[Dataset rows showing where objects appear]
☆ ☆ ☆
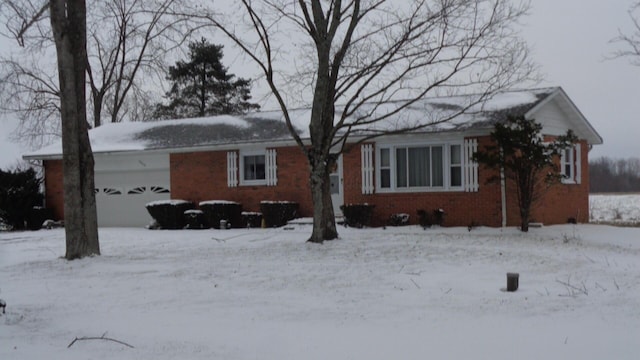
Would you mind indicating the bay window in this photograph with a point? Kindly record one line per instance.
(419, 167)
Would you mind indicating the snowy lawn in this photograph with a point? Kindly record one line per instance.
(399, 293)
(615, 208)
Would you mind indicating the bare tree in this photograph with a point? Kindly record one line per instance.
(127, 40)
(364, 54)
(68, 22)
(631, 40)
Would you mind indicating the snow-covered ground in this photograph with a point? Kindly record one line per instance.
(615, 208)
(395, 293)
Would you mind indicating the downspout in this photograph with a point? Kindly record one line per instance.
(503, 190)
(503, 195)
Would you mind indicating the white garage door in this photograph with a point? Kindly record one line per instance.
(124, 184)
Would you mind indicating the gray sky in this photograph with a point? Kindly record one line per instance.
(570, 40)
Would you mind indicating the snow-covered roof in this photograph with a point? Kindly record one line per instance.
(460, 112)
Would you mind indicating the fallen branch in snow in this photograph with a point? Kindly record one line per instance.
(414, 283)
(573, 290)
(103, 337)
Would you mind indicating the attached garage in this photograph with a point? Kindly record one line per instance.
(125, 183)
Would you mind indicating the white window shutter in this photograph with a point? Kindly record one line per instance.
(578, 164)
(271, 167)
(366, 153)
(470, 166)
(232, 169)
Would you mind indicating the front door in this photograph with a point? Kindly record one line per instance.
(337, 189)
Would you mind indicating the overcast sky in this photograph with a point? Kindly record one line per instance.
(570, 40)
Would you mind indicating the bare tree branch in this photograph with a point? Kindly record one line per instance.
(631, 40)
(103, 337)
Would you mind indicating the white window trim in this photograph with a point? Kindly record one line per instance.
(270, 168)
(446, 153)
(245, 153)
(574, 162)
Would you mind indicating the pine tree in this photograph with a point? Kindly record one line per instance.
(202, 86)
(527, 159)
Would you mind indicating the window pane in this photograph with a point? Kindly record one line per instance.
(456, 176)
(385, 178)
(401, 167)
(419, 166)
(254, 167)
(456, 155)
(437, 166)
(384, 158)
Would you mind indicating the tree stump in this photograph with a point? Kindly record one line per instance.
(512, 281)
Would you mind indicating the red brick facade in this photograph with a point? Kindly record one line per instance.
(201, 176)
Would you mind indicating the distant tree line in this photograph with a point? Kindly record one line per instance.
(614, 175)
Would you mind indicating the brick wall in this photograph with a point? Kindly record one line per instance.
(202, 176)
(461, 208)
(54, 187)
(484, 207)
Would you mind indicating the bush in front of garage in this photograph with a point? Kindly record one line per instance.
(251, 219)
(169, 214)
(216, 210)
(19, 193)
(278, 213)
(358, 215)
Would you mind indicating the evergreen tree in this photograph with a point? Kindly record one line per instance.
(527, 159)
(202, 86)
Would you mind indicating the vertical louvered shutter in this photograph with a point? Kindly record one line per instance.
(366, 152)
(578, 163)
(470, 166)
(271, 168)
(232, 169)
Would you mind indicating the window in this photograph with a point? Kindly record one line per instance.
(254, 167)
(385, 169)
(455, 176)
(420, 167)
(570, 165)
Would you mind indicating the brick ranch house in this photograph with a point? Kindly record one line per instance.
(252, 158)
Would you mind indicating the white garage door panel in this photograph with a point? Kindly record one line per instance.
(121, 196)
(126, 209)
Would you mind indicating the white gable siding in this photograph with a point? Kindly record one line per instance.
(552, 118)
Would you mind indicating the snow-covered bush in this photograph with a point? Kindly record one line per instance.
(194, 219)
(169, 214)
(251, 219)
(400, 219)
(357, 215)
(427, 219)
(216, 210)
(278, 213)
(19, 193)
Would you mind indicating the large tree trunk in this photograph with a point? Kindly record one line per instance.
☆ ☆ ☆
# TASK GOAL
Copy out everything from the line containing "Would you mind indicating the snow-covered bush" down to the end of the entries, keeping the requests in place. Offset each point coordinate in the answers by adding 41 to it.

# WRITTEN ANSWER
Would you mind indicating the snow-covered bush in this photograph with a point? Kindly record one line per instance.
(235, 260)
(210, 255)
(292, 260)
(441, 260)
(398, 256)
(468, 260)
(257, 251)
(319, 254)
(60, 234)
Would you mind indicating the large tree trunk in this photograph with a point? Kindly record one line per instance.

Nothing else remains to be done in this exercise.